--- RECORDS FOR THE TASK ---
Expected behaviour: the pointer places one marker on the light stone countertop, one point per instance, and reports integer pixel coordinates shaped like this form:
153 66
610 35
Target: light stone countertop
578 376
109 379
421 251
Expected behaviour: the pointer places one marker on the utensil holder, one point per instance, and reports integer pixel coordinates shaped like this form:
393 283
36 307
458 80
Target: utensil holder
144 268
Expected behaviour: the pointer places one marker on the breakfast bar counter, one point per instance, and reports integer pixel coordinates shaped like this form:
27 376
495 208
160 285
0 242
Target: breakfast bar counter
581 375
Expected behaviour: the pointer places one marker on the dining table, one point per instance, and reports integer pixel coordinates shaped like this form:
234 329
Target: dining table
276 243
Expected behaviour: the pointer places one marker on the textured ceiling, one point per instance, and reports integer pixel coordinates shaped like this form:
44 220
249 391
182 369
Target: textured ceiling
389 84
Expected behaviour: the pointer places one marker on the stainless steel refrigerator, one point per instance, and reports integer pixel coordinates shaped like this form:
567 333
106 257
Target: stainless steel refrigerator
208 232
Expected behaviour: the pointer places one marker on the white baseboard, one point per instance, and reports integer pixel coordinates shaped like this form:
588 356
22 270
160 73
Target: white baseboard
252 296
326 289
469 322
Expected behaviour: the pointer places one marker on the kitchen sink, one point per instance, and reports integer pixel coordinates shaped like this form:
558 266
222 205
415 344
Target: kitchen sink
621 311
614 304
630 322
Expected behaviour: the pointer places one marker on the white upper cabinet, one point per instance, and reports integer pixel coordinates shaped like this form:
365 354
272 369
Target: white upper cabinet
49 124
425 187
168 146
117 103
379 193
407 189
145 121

--- EXERCISE AIM ---
Reproduce the entire listing above word for word, from the first line to the last.

--- SOLVED PROBLEM ---
Expected behaviour: the pointer places one marker on the light stone countertop, one point per instance, and reports integer pixel coordinates shaped like this form:
153 66
610 35
Target: light stone countertop
578 376
109 379
421 251
Expected behaviour: the pointer places one marker on the utensil holder, one point per instance, and reports integer pixel coordinates shaped like this form:
393 283
36 307
458 80
Target: utensil holder
144 268
Expected behaviour: the pointer places one marker on the breakfast bar counter, one point per instance, and reports integer pixel coordinates shaped like this form:
27 376
495 208
160 285
0 242
Target: breakfast bar counter
581 375
Expected behaviour: the pointer places one marker on the dining table, one point per instance, and reports integer pixel coordinates shaped like this form:
234 329
Target: dining table
276 243
Expected behaviour: the pointer places one marker on the textured ceiling, one point per instance, and reports integer pixel coordinates shaped like this form:
44 220
249 391
182 369
Target: textured ceiling
389 84
Expected behaviour: the pointer places one marker on the stainless steel refrigerator, one point per instance, and reports integer pixel coordinates shaped like this form:
567 333
106 257
Target: stainless steel refrigerator
208 232
Expected behaviour: the pointer places one marker on the white baseboard, one point per instance, and reports integer pixel coordinates shaped like this form:
588 356
22 270
160 73
Target: white baseboard
252 296
326 289
469 322
Expected behaviour: the pointer places one marker on the kitchen sink, one point per instance, and reports integer pixel coordinates shaped like this form:
558 266
222 205
415 344
Target: kitchen sink
621 311
614 304
630 322
Expected behaviour: the pointer places one marker on the white upper cabinet, one point per instance, and reports integer pixel coordinates shaped like this form:
365 354
272 369
Target: white upper cabinet
49 124
425 187
168 146
117 103
379 193
407 189
145 121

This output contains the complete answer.